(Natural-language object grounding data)
◆ ◆ ◆ ◆ ◆
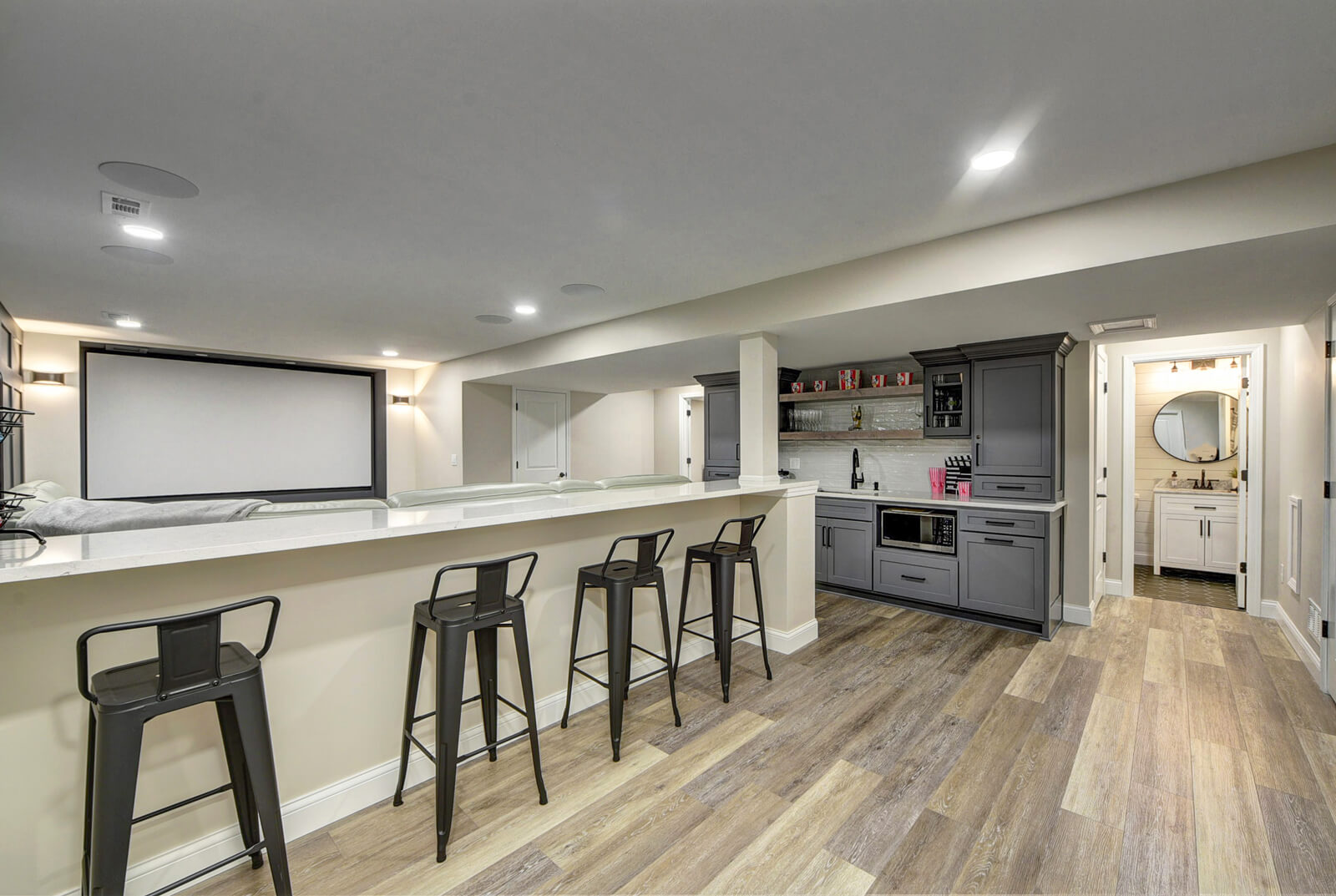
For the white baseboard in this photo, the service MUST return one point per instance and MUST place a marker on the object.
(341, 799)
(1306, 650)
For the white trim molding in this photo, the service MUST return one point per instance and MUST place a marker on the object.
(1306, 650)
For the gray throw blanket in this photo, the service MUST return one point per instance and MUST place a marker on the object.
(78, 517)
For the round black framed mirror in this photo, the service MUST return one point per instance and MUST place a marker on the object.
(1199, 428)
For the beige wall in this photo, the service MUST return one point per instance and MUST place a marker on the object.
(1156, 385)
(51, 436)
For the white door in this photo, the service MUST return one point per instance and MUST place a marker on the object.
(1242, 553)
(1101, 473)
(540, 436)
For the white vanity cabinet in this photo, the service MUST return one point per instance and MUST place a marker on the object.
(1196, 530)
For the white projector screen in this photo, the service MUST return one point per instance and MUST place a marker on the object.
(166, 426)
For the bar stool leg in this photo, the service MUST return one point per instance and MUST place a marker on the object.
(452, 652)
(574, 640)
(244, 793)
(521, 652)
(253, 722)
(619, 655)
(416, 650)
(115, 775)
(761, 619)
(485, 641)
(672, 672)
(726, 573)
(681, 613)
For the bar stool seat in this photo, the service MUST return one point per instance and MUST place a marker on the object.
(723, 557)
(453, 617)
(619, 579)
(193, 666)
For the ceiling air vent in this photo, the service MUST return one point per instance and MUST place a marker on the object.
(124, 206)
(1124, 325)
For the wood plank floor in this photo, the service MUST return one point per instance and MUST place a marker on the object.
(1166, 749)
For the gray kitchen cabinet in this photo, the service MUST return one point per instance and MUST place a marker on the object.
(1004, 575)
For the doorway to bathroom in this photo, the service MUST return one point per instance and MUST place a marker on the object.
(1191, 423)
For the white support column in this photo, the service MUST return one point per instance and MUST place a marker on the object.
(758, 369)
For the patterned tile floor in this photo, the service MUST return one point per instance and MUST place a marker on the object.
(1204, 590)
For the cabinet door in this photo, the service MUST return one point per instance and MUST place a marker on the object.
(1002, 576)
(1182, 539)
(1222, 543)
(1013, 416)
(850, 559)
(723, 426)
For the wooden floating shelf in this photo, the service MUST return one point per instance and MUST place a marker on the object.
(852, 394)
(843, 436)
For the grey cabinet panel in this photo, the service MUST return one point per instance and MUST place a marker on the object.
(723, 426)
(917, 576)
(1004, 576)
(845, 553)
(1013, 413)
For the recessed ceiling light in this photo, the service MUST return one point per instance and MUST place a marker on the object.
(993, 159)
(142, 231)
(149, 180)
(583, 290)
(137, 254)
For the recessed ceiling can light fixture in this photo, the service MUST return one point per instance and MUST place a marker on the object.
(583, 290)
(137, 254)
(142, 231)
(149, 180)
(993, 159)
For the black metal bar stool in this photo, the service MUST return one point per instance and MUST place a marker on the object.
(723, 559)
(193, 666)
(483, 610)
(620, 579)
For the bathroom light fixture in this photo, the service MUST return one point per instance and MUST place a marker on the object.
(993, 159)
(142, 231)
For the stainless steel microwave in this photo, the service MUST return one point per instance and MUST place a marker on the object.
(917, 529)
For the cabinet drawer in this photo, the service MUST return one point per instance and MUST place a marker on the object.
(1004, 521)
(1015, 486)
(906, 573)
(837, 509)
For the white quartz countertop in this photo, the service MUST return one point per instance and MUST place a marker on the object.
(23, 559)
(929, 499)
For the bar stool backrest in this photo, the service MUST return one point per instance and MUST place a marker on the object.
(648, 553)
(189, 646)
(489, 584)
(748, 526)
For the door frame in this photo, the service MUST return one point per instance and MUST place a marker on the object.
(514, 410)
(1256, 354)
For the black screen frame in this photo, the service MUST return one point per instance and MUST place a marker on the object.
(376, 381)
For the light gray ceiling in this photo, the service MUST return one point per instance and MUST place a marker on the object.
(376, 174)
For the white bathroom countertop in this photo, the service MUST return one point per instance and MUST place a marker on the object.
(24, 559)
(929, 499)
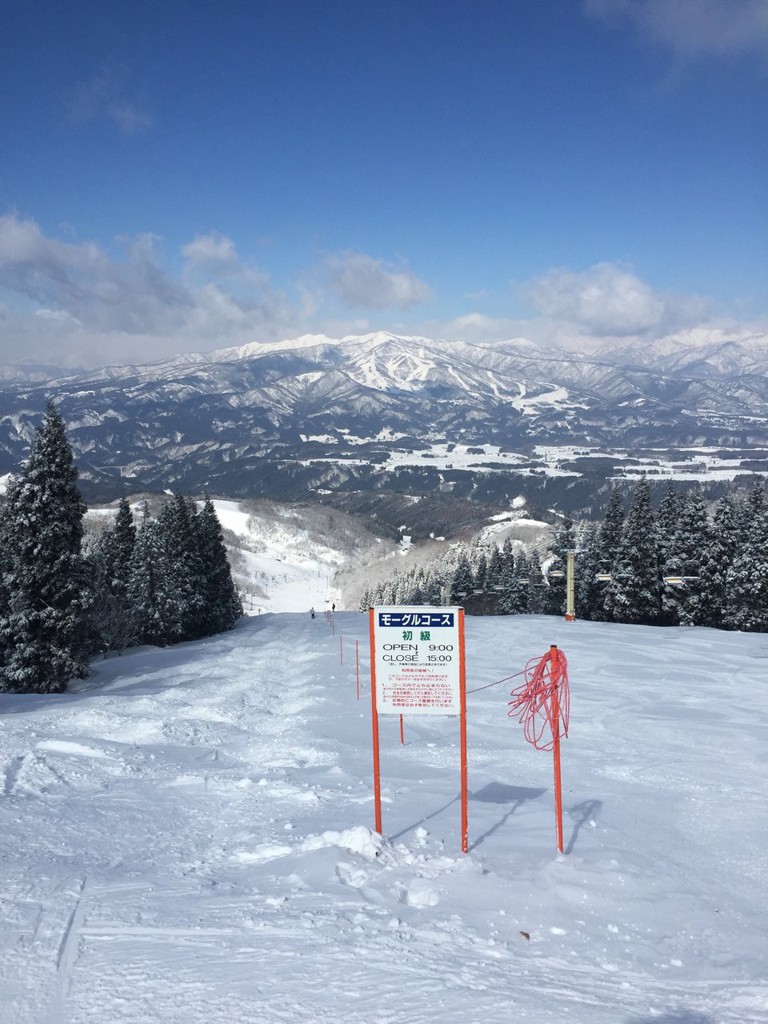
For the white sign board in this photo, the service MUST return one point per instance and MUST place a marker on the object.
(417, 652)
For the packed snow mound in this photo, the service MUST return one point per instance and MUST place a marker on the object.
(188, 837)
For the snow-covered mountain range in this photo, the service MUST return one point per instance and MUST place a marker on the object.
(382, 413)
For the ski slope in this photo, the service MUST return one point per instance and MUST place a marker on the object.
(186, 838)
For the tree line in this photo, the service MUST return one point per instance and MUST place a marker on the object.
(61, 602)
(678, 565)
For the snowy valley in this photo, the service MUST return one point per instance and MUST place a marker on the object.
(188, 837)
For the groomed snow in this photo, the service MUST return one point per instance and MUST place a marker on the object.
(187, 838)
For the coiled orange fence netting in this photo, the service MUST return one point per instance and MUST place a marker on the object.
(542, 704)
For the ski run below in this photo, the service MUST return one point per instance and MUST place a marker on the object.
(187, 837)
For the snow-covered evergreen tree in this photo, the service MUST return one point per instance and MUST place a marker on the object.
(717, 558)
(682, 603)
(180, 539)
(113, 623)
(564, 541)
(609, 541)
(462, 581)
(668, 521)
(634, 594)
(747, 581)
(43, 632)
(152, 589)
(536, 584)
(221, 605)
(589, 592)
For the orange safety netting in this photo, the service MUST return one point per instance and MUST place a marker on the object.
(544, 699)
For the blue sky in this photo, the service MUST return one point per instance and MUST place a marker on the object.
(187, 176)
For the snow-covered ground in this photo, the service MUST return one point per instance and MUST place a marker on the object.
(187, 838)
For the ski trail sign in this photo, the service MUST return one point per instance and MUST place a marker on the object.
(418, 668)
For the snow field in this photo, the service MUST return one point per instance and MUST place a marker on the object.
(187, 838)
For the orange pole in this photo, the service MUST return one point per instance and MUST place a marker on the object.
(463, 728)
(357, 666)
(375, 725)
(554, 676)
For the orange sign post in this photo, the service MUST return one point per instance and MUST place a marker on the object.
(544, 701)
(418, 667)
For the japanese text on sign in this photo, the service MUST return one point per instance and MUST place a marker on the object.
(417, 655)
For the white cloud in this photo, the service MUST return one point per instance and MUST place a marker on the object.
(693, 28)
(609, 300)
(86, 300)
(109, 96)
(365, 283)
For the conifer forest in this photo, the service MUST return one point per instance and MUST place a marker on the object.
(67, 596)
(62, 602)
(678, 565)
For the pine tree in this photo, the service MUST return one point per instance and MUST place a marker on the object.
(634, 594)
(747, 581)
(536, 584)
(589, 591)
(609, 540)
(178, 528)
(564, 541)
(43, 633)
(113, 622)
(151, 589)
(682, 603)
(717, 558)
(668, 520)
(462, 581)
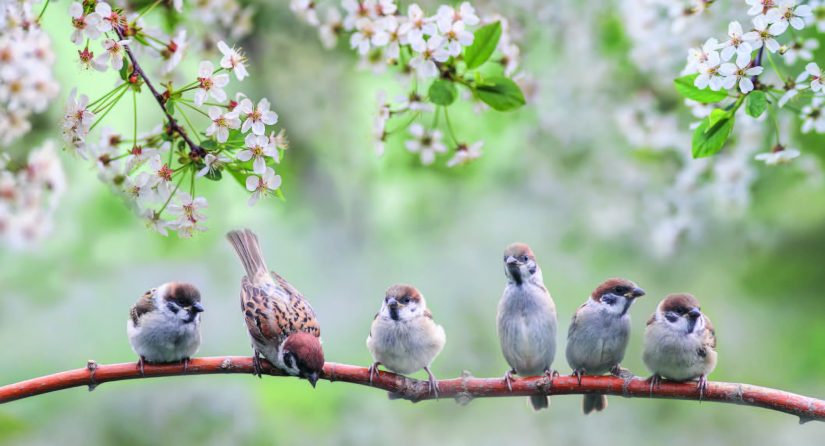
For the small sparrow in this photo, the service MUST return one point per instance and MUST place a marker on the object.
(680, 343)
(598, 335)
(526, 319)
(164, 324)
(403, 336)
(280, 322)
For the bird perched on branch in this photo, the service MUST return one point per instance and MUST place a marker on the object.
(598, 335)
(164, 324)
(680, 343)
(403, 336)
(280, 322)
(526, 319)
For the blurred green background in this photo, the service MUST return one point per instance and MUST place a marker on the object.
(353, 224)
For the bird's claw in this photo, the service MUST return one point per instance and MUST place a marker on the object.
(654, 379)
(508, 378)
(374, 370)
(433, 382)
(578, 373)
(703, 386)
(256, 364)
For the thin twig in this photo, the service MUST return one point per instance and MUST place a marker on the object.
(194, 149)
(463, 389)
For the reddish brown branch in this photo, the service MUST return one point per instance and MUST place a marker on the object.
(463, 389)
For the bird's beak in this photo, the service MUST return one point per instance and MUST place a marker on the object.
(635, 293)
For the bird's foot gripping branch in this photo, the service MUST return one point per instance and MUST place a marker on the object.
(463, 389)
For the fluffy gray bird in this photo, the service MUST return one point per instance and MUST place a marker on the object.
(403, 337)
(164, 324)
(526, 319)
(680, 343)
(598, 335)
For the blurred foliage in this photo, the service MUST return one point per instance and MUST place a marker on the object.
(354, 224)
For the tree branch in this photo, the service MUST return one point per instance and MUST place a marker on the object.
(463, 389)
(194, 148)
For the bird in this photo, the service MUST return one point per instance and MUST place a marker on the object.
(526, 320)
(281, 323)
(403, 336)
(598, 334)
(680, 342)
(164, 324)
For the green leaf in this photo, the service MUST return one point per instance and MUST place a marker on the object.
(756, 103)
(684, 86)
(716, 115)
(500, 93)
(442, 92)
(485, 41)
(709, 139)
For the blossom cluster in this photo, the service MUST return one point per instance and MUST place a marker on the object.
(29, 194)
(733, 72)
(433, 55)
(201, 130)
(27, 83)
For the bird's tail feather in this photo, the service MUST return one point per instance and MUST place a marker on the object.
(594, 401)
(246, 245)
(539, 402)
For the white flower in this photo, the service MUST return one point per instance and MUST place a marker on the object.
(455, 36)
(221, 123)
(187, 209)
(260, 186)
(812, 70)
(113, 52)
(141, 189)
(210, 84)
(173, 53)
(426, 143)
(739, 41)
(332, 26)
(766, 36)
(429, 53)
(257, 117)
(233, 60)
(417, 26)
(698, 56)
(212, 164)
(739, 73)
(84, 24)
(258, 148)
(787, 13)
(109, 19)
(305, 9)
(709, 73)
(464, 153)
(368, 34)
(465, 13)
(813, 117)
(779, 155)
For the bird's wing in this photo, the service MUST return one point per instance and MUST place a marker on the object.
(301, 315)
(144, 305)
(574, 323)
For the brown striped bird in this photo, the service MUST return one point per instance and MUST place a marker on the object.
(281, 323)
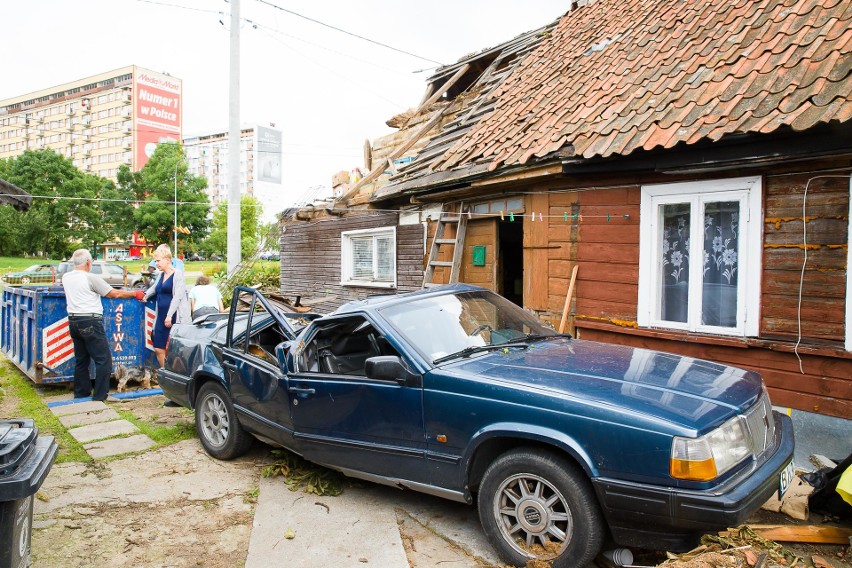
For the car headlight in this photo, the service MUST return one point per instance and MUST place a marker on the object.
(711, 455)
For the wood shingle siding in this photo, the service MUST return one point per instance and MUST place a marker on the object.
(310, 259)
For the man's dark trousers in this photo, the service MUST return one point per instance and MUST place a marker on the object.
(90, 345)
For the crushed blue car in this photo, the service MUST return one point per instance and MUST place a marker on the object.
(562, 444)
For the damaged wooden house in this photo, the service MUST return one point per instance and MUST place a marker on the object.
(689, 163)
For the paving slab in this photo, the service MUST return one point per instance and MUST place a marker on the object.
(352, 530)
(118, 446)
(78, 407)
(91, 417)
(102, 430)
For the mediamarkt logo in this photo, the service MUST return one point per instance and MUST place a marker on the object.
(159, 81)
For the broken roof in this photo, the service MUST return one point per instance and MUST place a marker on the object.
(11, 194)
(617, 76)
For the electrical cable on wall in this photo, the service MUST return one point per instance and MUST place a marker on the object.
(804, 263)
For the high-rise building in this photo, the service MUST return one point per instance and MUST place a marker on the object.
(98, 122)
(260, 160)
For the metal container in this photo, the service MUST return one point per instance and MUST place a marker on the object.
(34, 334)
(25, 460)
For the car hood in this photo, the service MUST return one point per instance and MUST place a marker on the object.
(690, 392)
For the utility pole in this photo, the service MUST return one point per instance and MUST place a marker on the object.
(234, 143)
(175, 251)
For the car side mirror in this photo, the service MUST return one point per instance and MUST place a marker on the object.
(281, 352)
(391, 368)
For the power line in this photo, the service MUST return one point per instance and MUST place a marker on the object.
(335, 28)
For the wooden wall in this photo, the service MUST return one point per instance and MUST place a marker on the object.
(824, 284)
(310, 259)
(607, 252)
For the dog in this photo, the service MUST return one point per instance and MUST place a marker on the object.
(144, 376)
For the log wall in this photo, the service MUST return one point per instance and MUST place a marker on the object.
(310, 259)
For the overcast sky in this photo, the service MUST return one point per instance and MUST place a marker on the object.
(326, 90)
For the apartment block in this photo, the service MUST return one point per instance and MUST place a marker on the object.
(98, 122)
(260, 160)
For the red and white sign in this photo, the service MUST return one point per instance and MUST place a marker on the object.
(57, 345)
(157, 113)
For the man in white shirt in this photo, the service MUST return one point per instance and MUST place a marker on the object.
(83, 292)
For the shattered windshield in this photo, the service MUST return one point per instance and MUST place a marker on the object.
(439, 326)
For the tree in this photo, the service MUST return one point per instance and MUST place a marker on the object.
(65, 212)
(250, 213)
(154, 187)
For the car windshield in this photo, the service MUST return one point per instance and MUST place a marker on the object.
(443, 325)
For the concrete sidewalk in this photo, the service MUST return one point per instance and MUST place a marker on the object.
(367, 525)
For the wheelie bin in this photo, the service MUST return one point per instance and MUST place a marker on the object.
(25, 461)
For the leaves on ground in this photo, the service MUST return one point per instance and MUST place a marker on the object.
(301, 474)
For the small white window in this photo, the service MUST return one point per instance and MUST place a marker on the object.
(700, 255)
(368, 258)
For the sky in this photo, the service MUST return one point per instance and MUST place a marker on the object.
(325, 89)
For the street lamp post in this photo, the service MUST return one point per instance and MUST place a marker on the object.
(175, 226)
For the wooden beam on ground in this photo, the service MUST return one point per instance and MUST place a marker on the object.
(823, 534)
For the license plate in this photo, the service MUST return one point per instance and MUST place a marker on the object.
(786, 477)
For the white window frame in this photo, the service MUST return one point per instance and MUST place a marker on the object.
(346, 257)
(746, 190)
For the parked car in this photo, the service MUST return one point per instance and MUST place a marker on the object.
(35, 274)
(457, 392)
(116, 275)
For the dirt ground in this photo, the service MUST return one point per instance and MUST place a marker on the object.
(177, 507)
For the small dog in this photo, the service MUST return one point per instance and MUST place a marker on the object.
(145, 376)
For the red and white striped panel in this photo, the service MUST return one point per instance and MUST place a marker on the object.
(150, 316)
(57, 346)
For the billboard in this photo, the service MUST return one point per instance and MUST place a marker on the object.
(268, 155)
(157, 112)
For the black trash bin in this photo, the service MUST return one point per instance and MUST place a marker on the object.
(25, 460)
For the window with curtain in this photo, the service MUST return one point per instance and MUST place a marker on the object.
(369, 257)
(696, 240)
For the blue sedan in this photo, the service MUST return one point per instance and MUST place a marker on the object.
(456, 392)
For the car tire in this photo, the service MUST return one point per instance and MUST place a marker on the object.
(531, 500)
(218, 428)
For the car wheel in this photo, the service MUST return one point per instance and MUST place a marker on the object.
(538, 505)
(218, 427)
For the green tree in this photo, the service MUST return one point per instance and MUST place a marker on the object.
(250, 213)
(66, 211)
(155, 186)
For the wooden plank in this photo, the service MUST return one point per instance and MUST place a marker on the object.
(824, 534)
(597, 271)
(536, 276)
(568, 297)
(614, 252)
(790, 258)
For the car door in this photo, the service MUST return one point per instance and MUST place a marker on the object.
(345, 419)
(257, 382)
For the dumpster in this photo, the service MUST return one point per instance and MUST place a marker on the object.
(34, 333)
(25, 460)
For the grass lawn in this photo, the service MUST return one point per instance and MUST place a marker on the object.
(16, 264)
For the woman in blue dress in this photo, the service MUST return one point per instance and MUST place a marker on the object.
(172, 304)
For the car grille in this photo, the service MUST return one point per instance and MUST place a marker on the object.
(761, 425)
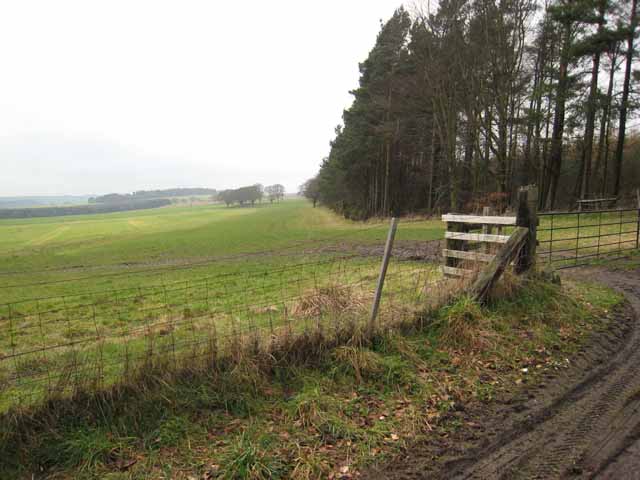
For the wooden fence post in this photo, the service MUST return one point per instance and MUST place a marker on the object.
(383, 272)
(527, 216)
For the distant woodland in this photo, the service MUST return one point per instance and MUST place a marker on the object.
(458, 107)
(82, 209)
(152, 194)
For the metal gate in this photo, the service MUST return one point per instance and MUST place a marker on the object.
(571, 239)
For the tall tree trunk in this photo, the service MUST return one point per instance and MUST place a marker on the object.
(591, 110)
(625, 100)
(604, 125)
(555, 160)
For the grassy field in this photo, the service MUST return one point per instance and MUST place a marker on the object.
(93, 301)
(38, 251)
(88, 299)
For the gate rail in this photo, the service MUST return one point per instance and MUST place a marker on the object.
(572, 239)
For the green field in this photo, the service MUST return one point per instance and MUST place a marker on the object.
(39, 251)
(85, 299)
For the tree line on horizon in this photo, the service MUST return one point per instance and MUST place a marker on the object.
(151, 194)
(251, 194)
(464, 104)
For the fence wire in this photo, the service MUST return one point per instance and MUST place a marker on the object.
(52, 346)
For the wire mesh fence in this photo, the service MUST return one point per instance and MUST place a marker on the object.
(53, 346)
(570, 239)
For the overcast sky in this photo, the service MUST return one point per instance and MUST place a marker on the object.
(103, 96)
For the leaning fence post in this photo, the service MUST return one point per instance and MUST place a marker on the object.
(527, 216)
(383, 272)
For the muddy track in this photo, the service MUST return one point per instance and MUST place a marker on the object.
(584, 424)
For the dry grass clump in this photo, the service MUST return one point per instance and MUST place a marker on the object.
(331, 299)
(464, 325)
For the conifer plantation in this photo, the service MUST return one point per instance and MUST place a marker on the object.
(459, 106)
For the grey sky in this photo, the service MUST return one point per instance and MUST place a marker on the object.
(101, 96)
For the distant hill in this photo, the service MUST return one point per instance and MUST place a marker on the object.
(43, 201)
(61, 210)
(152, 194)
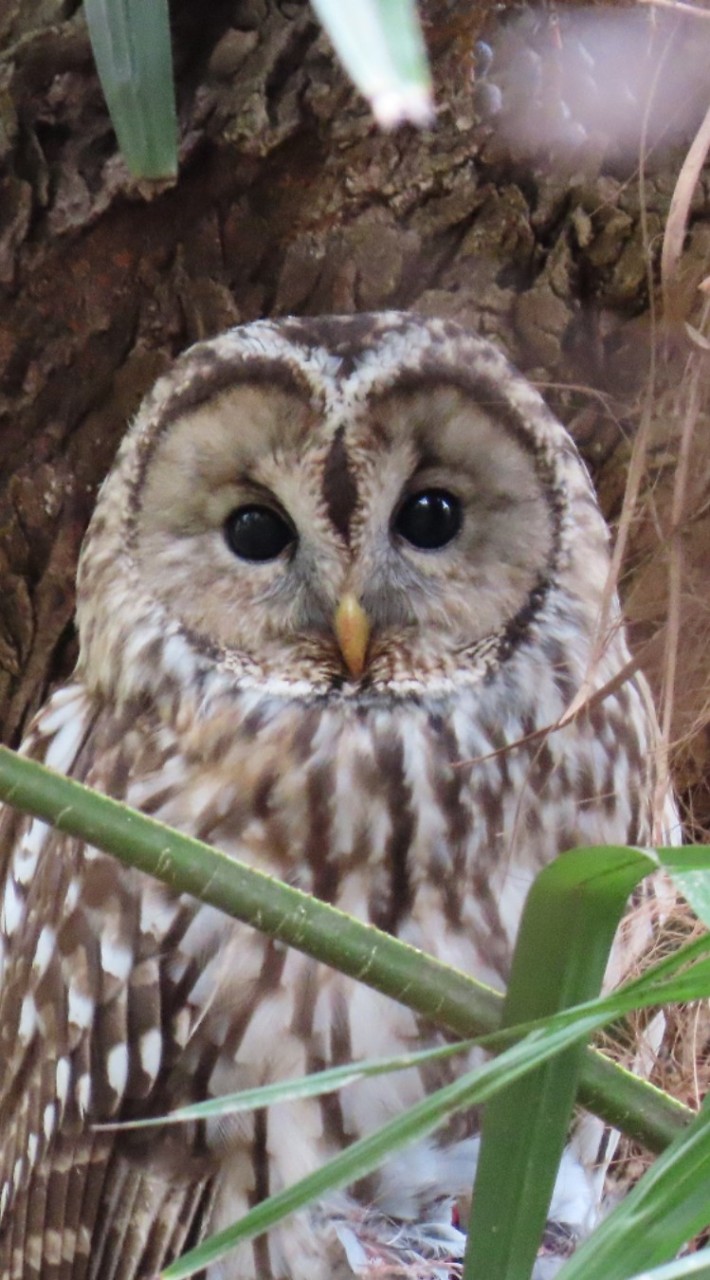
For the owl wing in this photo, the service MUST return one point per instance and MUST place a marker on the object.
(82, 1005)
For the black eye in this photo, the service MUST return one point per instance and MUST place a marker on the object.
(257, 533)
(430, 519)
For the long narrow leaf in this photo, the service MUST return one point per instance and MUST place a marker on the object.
◆ ◆ ◆ ◆ ◆
=== What you have to do ===
Starting with the line that contains "For the owl", copy each line through the end of the data exactly, and leave out all earlier lines.

=== Result for this exercise ===
For the owl wing in this photo, the service MUST return one point per instance and MUST place a marker on the object.
(82, 1005)
For the black eye in this photo, the service MUST return one point per instance and MUST place a marker on the object.
(257, 533)
(430, 519)
For the long narrow leaf in this photo, the service MUST return one point per instance and MUST place a marker on the object.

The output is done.